Only the closing stretch of the material is wanted: the line containing "of the clear" and every line after it, transcribed exactly.

======== DATA PROVIDED

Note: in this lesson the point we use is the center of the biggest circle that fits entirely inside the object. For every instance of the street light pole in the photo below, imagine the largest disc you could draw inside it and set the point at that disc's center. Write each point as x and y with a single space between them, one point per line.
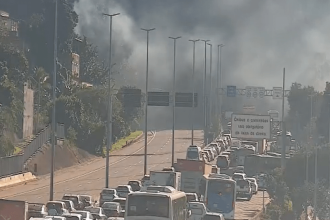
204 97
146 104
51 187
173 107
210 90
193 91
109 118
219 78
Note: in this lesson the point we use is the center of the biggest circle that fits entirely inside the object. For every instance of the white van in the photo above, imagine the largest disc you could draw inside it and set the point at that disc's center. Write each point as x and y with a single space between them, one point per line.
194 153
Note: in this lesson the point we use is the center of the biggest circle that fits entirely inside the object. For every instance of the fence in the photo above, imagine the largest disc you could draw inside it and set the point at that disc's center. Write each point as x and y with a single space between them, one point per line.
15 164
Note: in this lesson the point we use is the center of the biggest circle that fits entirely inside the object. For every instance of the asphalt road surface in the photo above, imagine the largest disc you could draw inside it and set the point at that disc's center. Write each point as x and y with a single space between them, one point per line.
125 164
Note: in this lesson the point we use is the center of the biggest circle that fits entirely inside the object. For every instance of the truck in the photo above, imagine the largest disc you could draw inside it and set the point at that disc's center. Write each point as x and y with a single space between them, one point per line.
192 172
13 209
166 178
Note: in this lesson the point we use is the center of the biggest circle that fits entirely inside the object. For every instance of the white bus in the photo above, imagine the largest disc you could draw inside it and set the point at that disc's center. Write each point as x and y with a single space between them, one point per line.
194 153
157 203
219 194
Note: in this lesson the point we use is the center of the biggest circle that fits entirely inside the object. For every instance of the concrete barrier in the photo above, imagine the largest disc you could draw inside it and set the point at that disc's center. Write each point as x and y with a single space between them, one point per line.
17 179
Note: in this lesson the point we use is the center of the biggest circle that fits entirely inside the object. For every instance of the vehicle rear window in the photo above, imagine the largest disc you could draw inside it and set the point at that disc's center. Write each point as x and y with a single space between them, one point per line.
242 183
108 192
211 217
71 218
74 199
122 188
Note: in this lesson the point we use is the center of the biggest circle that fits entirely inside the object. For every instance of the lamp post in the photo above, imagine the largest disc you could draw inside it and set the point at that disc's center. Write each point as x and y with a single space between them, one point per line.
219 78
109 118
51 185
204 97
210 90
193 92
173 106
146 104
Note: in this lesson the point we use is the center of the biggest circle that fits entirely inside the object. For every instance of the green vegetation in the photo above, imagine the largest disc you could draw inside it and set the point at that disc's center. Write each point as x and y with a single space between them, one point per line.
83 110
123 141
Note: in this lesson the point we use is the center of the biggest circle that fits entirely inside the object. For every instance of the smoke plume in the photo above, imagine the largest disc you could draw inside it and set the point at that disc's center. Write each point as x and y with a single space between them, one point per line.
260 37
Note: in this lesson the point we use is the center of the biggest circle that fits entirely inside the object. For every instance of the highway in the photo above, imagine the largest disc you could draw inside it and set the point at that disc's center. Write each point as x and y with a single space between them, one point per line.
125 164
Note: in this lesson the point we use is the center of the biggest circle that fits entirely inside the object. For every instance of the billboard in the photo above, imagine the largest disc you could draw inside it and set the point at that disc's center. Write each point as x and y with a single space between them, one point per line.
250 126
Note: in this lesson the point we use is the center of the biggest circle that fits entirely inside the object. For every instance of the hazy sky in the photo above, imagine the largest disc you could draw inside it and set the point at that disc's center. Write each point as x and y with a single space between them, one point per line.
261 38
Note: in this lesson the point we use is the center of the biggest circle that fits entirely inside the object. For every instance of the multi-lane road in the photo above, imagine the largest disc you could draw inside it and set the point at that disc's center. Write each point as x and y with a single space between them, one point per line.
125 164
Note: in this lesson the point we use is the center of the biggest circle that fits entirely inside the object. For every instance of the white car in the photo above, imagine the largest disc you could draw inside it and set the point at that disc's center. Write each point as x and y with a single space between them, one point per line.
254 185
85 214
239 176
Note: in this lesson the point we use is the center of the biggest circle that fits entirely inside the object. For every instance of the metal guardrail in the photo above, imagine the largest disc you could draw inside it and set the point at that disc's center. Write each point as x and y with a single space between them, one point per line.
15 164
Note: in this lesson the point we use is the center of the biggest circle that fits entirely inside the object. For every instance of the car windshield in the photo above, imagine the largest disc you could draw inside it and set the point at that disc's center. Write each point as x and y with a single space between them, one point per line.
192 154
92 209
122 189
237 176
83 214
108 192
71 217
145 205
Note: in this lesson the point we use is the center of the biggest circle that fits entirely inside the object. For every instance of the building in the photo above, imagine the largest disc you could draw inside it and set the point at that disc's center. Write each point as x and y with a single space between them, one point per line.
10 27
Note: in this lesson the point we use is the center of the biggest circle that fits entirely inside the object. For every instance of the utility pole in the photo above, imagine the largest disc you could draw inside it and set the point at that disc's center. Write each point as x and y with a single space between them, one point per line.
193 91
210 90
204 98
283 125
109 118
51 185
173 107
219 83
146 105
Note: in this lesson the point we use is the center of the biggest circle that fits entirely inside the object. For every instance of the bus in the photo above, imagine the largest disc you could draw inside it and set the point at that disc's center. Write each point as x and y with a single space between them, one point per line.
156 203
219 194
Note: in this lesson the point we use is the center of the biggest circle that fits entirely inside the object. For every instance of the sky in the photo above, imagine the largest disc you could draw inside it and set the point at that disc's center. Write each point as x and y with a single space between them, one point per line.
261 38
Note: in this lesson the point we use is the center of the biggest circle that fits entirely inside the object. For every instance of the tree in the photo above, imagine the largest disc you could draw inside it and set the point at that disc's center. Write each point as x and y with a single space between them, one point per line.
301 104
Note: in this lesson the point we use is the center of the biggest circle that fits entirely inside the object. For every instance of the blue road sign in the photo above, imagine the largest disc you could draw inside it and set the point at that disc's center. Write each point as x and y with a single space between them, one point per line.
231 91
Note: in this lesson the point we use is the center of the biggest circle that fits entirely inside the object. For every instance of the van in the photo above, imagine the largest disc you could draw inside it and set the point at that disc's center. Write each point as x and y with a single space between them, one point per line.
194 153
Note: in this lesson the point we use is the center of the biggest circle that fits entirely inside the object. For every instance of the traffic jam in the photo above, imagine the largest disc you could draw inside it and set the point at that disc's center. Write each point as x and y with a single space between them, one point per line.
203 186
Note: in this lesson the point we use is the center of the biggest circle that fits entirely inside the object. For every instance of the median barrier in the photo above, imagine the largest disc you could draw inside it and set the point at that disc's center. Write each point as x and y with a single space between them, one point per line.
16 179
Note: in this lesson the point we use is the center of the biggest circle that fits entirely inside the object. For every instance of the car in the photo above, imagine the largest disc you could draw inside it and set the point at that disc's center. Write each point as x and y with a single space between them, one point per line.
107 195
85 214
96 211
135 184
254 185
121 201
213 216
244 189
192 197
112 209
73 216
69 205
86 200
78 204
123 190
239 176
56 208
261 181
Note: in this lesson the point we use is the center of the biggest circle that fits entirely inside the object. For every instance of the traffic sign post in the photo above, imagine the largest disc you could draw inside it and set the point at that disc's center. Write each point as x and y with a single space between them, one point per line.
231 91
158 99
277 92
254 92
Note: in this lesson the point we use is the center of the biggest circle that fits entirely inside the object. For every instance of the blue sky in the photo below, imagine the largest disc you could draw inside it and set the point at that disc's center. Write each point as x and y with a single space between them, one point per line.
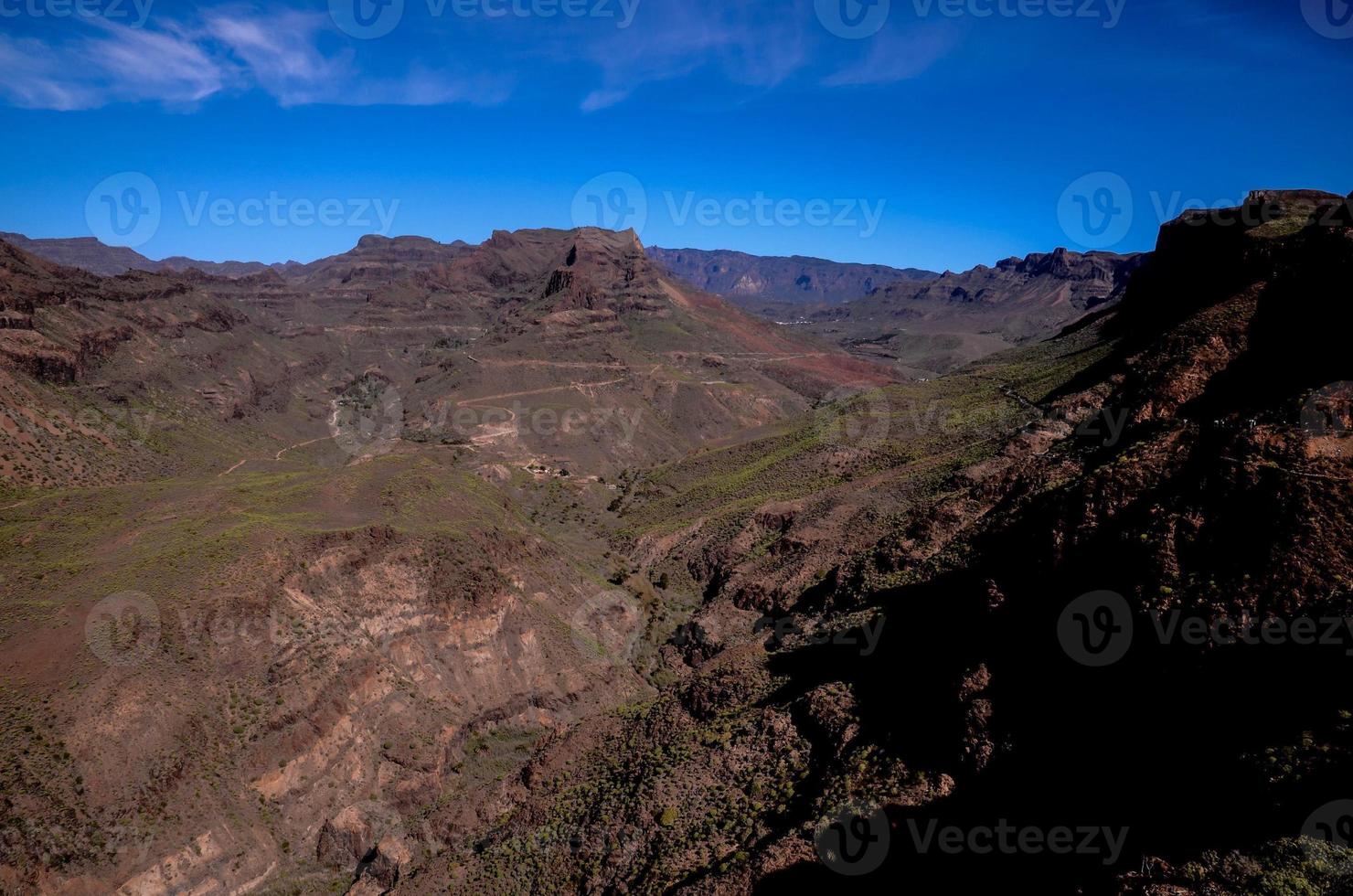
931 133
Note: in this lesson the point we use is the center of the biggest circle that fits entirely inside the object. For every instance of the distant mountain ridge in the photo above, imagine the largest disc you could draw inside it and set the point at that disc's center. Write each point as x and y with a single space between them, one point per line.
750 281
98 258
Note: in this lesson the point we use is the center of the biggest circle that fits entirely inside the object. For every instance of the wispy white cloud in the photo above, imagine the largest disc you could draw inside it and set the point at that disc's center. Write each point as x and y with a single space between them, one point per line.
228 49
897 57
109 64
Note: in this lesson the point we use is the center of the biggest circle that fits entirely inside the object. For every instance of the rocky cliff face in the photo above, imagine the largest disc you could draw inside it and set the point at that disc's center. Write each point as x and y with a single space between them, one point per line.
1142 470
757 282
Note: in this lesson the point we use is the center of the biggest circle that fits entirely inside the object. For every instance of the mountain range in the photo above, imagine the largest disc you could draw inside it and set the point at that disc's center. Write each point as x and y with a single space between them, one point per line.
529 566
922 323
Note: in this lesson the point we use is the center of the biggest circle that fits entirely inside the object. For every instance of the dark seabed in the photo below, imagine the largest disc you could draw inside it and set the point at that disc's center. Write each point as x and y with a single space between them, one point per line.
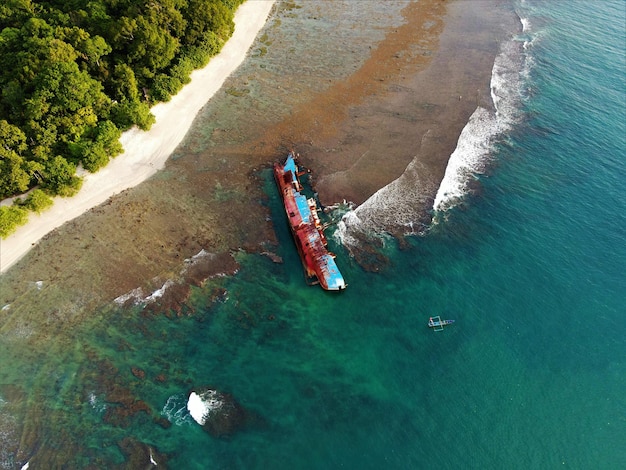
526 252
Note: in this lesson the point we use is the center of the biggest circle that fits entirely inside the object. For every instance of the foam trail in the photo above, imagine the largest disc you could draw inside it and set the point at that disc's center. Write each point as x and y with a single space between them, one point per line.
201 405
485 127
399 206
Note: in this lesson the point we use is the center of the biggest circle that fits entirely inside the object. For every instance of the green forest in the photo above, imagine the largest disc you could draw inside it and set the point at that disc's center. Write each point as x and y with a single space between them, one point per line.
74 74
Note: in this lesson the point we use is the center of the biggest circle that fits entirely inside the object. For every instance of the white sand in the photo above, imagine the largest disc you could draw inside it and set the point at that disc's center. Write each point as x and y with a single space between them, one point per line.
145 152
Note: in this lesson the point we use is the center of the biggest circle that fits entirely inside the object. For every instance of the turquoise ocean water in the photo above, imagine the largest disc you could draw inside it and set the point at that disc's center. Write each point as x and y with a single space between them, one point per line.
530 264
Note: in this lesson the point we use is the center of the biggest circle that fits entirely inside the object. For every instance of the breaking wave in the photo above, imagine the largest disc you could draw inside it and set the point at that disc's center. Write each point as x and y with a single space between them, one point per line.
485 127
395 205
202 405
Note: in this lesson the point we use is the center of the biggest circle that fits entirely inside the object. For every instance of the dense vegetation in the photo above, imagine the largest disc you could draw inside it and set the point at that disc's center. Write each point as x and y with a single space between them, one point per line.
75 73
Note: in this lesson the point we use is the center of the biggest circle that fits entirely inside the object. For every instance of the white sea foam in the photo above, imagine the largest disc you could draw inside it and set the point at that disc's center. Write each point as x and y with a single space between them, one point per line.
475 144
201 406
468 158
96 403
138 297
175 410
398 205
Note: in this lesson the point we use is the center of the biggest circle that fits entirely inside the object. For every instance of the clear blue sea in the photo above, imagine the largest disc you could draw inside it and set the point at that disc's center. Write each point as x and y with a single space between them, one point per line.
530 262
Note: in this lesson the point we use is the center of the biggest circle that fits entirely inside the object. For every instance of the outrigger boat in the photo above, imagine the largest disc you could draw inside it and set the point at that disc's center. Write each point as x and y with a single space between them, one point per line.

================

ANSWER FOR THIS EXERCISE:
Note: in this lesson the point we use is the center of the biggest circle that fits entirely inside the object. For every instance of the clear blue sea in the photo above, imagine the largest disc you could draw inside it and set the point at that disc's center. Write each point as x and y with a single space between them, one point per line.
530 262
Note: in this lesson the point we use is the center of the biggest circle that fits entirely inside the object. For every instance of the outrigger boat in the photo above, imagine the largest disc you could draw inside it and set the point at that disc's center. Write each point as x and y with a single space between them, one point per line.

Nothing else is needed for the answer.